> What this exercise asks
1 – In the article about California's one-party politics, since what year have Democrats controlled both houses of the state legislature, with only minor interruptions?
2 – Transcribe the article on California Democrats from "For a long time, you" up to and including "bad long-term consequences.".
3 – Go on with the article about California Democrats and the consequences of a one-party state, starting after its last sentence.

Thursday, December 25, 2025

California Democrats Belatedly Realize the Consequences of a One-Party State

By Jim Geraghty

Tuesday, December 23, 2025

 

For a long time, you and I have known, to our frustration and disappointment, that California is effectively a one-party state. No Republican has won a statewide race since Arnold Schwarzenegger was reelected as governor in 2006. With only minor interruptions, Democrats have controlled both houses of the state legislature since 1970. You and I have long recognized that a state being dominated by one political party for a long stretch has far-reaching consequences, including cultivating a culture of laziness, entitlement, and often corruption in the ruling party. Competitive general elections tend to weed out the worst politicians or at least enforce real consequences — or the risk of consequences — for weakness and scandals.

 

It is only now dawning on some California Democrats that complete political domination of the state for decades has some bad long-term consequences.

> Recorded data
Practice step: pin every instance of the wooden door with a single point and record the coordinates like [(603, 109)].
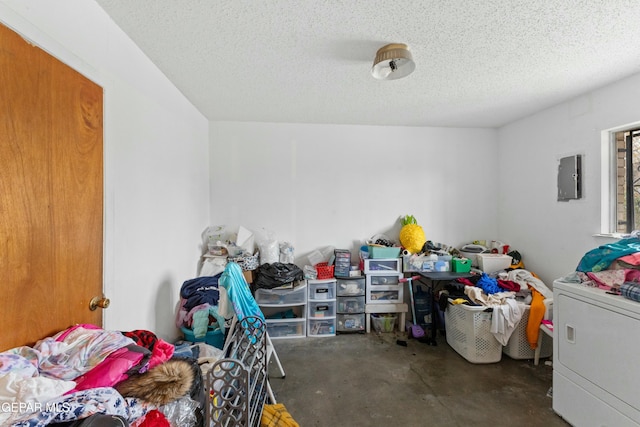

> Answers per task
1 – Since 1970.

2 –
For a long time, you and I have known, to our frustration and disappointment, that California is effectively a one-party state. No Republican has won a statewide race since Arnold Schwarzenegger was reelected as governor in 2006. With only minor interruptions, Democrats have controlled both houses of the state legislature since 1970. You and I have long recognized that a state being dominated by one political party for a long stretch has far-reaching consequences, including cultivating a culture of laziness, entitlement, and often corruption in the ruling party. Competitive general elections tend to weed out the worst politicians or at least enforce real consequences — or the risk of consequences — for weakness and scandals.

 

It is only now dawning on some California Democrats that complete political domination of the state for decades has some bad long-term consequences.

3 –
 

California Democrats Own the Golden State’s Problems

 

On paper, the 2026 California Democratic gubernatorial primary does not lack for big names:

 

·         There’s Xavier Becerra, the former member of Congress, state attorney general, and HHS secretary, who frustrated his colleagues in the Biden administration. He is accurately nicknamed “the Cardboard Box Candidate” because he’s just an empty vessel for whatever the progressive activists want.

 

·         There’s former member of Congress Katie Porter, who is not going to just sit here and let you ask her questions like that; one more word out of you and she’ll dump boiling potatoes on your head.

 

·         Representative Eric Swalwell, the first member of Congress to penetrate Chinese intelligence.

 

·         There’s former Los Angeles Mayor Antonio Villaraigosa, well known for his warm, affectionate, and even passionate relationships with local television reporters. If you’ve ever felt like local news covered an official or candidate like they’re secret lovers, with Villaraigosa, there’s roughly a 50-50 shot that it’s actually the case.

 

·         Billionaire former presidential candidate Tom Steyer, who wants the job so badly he stopped wearing his signature red plaid tie.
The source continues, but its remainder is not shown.